# TO-DO LIST
(1) In the patch review email, which flag does the reviewer say is not required in the *_suspend/resume_process calls?
(2) Continue the patch review email from its final line.

On 6/4/2025 1:18 PM, Emily Deng wrote:
> For the suspend and resume process, exclusive access is not required.
> Therefore, it can be moved out of the full access section to reduce the
> duration of exclusive access.
> 
> v3:
> Move suspend processes before hardware fini.
> Remove twice call for bare metal.
> 
> Signed-off-by: Emily Deng <emily.d...@amd.com>
> ---
>  drivers/gpu/drm/amd/amdgpu/amdgpu_amdkfd.c | 16 +++++++++
>  drivers/gpu/drm/amd/amdgpu/amdgpu_amdkfd.h | 13 +++++++
>  drivers/gpu/drm/amd/amdgpu/amdgpu_device.c |  9 +++--
>  drivers/gpu/drm/amd/amdkfd/kfd_device.c    | 40 +++++++++++++++++-----
>  4 files changed, 67 insertions(+), 11 deletions(-)
> 
> diff --git a/drivers/gpu/drm/amd/amdgpu/amdgpu_amdkfd.c 
> b/drivers/gpu/drm/amd/amdgpu/amdgpu_amdkfd.c
> index d8ac4b1051a8..0a8e7835d0fc 100644
> --- a/drivers/gpu/drm/amd/amdgpu/amdgpu_amdkfd.c
> +++ b/drivers/gpu/drm/amd/amdgpu/amdgpu_amdkfd.c
> @@ -264,6 +264,22 @@ int amdgpu_amdkfd_resume(struct amdgpu_device *adev, 
> bool run_pm)
>       return r;
>  }
>  
> +void amdgpu_amdkfd_suspend_process(struct amdgpu_device *adev, bool run_pm)

run_pm flag is not required in *_suspend/resume_process calls. It may be
checked at the caller site. Call the functions as required based on the
flags.

> +{
> +     if (adev->kfd.dev)
> +             kgd2kfd_suspend_process(adev->kfd.dev, run_pm);
> +}
> +
> +int amdgpu_amdkfd_resume_process(struct amdgpu_device *adev, bool run_pm)
> +{
> +     int r = 0;
> +
> +     if (adev->kfd.dev)
> +             r = kgd2kfd_resume_process(adev->kfd.dev, run_pm);
> +
> +     return r;
> +}
> +
>  int amdgpu_amdkfd_pre_reset(struct amdgpu_device *adev,
>                           struct amdgpu_reset_context *reset_context)

# Excerpts from a detection dataset
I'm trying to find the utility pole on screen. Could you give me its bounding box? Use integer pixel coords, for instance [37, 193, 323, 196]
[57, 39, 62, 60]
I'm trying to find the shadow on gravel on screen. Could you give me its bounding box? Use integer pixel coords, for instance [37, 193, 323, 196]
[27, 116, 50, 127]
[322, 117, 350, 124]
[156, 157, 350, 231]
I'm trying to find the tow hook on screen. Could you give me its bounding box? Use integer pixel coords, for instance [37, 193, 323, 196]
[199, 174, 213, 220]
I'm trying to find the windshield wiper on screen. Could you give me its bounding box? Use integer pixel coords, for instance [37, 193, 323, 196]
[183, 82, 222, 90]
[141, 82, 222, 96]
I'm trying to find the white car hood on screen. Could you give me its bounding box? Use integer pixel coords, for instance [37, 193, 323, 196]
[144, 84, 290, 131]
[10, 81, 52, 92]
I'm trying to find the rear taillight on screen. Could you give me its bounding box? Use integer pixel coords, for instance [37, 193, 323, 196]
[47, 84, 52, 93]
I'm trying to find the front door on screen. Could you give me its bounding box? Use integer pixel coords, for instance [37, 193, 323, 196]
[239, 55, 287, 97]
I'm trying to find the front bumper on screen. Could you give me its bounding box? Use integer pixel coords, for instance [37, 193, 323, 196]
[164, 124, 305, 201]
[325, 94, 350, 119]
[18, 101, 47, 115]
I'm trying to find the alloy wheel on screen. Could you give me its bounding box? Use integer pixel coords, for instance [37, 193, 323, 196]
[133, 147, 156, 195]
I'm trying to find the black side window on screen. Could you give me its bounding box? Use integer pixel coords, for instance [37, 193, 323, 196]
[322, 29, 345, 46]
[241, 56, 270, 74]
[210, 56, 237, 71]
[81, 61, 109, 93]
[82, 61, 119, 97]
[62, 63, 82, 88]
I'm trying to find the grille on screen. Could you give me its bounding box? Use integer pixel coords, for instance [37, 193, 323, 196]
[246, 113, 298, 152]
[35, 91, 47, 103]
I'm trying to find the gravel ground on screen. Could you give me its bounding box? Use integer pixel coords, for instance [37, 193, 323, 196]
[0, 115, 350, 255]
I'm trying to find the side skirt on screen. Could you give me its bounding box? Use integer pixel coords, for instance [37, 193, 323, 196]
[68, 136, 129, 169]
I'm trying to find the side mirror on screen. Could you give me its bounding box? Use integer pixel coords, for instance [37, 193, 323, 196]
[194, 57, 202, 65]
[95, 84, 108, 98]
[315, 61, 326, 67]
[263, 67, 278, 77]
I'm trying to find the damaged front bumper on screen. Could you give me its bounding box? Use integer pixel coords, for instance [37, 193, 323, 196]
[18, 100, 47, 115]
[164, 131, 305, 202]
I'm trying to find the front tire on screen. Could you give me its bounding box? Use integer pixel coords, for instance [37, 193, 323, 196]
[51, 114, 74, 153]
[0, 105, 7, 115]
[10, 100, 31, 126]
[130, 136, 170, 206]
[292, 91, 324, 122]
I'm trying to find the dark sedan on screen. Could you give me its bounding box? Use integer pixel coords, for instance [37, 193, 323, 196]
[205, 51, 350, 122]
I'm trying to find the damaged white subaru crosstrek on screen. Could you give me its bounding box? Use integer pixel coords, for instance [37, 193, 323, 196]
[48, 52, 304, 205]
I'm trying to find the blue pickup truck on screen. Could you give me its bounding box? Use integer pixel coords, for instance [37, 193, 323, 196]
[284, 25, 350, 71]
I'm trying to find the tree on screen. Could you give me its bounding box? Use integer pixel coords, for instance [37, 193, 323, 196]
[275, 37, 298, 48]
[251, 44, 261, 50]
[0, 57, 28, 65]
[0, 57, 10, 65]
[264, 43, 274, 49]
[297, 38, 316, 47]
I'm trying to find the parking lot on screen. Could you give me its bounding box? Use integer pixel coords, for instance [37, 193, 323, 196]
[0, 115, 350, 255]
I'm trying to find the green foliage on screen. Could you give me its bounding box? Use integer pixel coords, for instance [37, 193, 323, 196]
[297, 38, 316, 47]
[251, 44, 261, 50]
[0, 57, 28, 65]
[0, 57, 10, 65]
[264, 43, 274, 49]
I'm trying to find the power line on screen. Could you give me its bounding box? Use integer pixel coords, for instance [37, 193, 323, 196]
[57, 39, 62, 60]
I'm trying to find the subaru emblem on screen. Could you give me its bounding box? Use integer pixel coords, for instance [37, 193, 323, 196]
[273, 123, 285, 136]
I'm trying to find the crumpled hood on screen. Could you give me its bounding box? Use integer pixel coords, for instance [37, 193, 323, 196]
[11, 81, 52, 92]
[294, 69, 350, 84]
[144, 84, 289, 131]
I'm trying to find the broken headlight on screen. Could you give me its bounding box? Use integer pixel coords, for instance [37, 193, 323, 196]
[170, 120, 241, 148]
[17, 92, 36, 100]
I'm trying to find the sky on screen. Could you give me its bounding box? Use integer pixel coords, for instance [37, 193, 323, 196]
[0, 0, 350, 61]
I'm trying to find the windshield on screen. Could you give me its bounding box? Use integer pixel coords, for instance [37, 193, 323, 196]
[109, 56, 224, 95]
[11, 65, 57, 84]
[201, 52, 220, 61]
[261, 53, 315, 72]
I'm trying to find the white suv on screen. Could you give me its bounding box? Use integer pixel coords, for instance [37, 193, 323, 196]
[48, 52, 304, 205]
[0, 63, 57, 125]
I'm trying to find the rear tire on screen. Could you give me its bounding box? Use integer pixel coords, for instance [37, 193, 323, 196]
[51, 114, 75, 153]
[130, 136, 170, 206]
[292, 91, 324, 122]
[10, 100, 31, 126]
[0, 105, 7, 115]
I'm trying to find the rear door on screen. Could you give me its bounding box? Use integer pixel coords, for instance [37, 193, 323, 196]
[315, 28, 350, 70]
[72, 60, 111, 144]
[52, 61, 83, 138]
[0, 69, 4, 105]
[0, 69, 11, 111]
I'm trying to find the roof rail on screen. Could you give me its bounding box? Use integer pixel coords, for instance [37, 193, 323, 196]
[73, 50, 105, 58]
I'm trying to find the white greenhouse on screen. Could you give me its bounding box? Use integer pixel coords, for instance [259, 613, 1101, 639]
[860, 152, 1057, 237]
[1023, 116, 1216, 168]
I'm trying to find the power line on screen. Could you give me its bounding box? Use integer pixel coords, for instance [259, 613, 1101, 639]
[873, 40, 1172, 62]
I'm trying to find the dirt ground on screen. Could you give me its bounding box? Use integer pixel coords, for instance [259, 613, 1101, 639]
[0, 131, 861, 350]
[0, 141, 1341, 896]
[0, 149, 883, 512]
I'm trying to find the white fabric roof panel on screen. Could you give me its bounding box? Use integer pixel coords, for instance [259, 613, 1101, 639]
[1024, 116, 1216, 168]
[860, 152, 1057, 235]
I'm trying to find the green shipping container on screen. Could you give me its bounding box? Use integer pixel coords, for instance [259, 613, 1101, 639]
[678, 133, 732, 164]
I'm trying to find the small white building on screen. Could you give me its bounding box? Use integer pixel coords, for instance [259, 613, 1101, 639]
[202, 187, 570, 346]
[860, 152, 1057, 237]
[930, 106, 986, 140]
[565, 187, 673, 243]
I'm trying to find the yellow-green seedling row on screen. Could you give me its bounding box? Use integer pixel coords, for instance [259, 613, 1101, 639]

# RESULTS
(1) The run_pm flag.

(2)
>  {
> diff --git a/drivers/gpu/drm/amd/amdgpu/amdgpu_amdkfd.h 
> b/drivers/gpu/drm/amd/amdgpu/amdgpu_amdkfd.h
> index b6ca41859b53..841ae8b75ab1 100644
> --- a/drivers/gpu/drm/amd/amdgpu/amdgpu_amdkfd.h
> +++ b/drivers/gpu/drm/amd/amdgpu/amdgpu_amdkfd.h
> @@ -156,6 +156,8 @@ void amdgpu_amdkfd_fini(void);
>  
>  void amdgpu_amdkfd_suspend(struct amdgpu_device *adev, bool run_pm);
>  int amdgpu_amdkfd_resume(struct amdgpu_device *adev, bool run_pm);
> +void amdgpu_amdkfd_suspend_process(struct amdgpu_device *adev, bool run_pm);
> +int amdgpu_amdkfd_resume_process(struct amdgpu_device *adev, bool run_pm);
>  void amdgpu_amdkfd_interrupt(struct amdgpu_device *adev,
>                       const void *ih_ring_entry);
>  void amdgpu_amdkfd_device_probe(struct amdgpu_device *adev);
> @@ -413,6 +415,8 @@ bool kgd2kfd_device_init(struct kfd_dev *kfd,
>  void kgd2kfd_device_exit(struct kfd_dev *kfd);
>  void kgd2kfd_suspend(struct kfd_dev *kfd, bool run_pm);
>  int kgd2kfd_resume(struct kfd_dev *kfd, bool run_pm);

run_pm in the above two calls may be renamed to
suspend_process/resume_process flags. Aligns more with the generic logic
of - based on suspend/resume flags, process suspend/resume is taken care.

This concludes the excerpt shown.